• **Excerpted text**
↓↓↓

Tuesday, September 19, 2006

The Hot Breath of the Santa Anas





By Paul

Brush fires in the canyons.

One hundred degrees in the valleys.

A dry, stinging wind from the desert.

Over the weekend, the Santa Anas tossed tumbleweeds across Southern California. Close your eyes, and you’re driving a 1939 Ford coupe to San Berdoo, sand crackling against the windshield.

“There was a desert wind blowing that night. It was one of those hot dry Santa Anas that come down through the mountain passes and curl your hair and make your nerves jump and your skin itch. On nights like that every booze party ends in a fight. Meek little wives feel the edge of the carving knife and study their husbands’ necks.” Raymond Chandler, TROUBLE IS MY BUSINESS.



For a different take on the Santa Anas, check out the wry and witty Susan Kandel’s I DREAMED I MARRIED PERRY MASON. The protagonist, Cece Caruso, rejects a worker’s suggestion that the motor of her courtyard fountain is being fouled by sand from desert winds. “The Santa Anas were invented by Raymond Chandler purely for literary purposes,” Cece says.

Well, they do make a fine metaphor.

NEWSPAPERS, BOOKS & CHILDREN

I grieve at each business section story reporting that the nation’s newspapers are in worse health than Fidel Castro.

I love newspapers. I have three papers home-delivered, Los Angeles Times, New York Times, and Wall Street Journal. I get three newspapers’ daily e-mail digests, Miami Herald, Washington Post, and Legal Times. I skim the websites of the Fort Lauderdale Sun-Sentinel, the Harrisburg Patriot, the Centre Daily (PA) Times, and Penn State’s student newspaper The Daily Collegian.

When I was a child growing up in dairy farming country of central Pennsylvania, my father subscribed to the New York Times, by mail. The paper arrived two days late, but I started reading every issue. Haven’t stopped.

You can have your 24-hour television news networks with their endless stories of sexy female teachers seducing their male students. I’ll take my newspapers, thank you very much. All this is prompted by Monday's Los Angeles Times which has an excellent tabloid insert, “Parent Reading Guide.”


There are suggested reading lists for children and two dozen “parent tips” for improving children’s literacy. Tip number one is simple but effective: “Read to your child and have your child read to you for at least 20 minutes every day.” Amen.

Last week, I sent two books to my grandchildren.
For Lexi, age four, there’s “Captain Underpants and the Preposterous Plight of the Purple Potty People,” by Dav Pilkey. And for Jonah, age six, there’s one of my favorite children’s poems, “The Cremation of Sam McGee,” by Robert Service with illustrations by Ted Harrison. Many children know by heart the melodious opening (and closing) stanzas:

There are strange things done in the midnight sun
By the men who moil for gold;
The Arctic trails have their secret tales
That would make your blood run cold;
The Northern Lights have seen queer sights,
But the queerest they ever did see
Was that night on the marge of Lake Lebarge
I cremated Sam McGee.

↑↑↑

• **Information shown**

↓↓↓

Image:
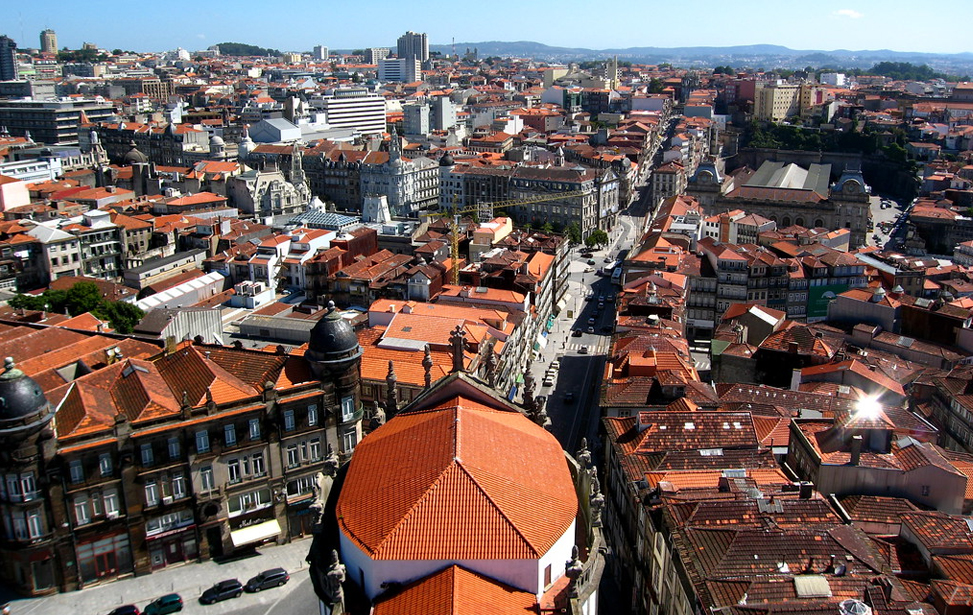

↑↑↑

• **Written task 1**
Answer these questions about the Santa Anas post, each on its own line.
(a) How many newspapers are delivered to the writer's home?
(b) In which novel is Cece Caruso the protagonist?
(c) How old is Jonah?
• **Written task 2**
Reproduce the part of the Santa Anas post that opens with the words "Last week, I" and closes with "cremated Sam McGee.".

• **Worked answer 1**
(a) Three
(b) I DREAMED I MARRIED PERRY MASON
(c) Six

• **Worked answer 2**
Last week, I sent two books to my grandchildren.
For Lexi, age four, there’s “Captain Underpants and the Preposterous Plight of the Purple Potty People,” by Dav Pilkey. And for Jonah, age six, there’s one of my favorite children’s poems, “The Cremation of Sam McGee,” by Robert Service with illustrations by Ted Harrison. Many children know by heart the melodious opening (and closing) stanzas:

There are strange things done in the midnight sun
By the men who moil for gold;
The Arctic trails have their secret tales
That would make your blood run cold;
The Northern Lights have seen queer sights,
But the queerest they ever did see
Was that night on the marge of Lake Lebarge
I cremated Sam McGee.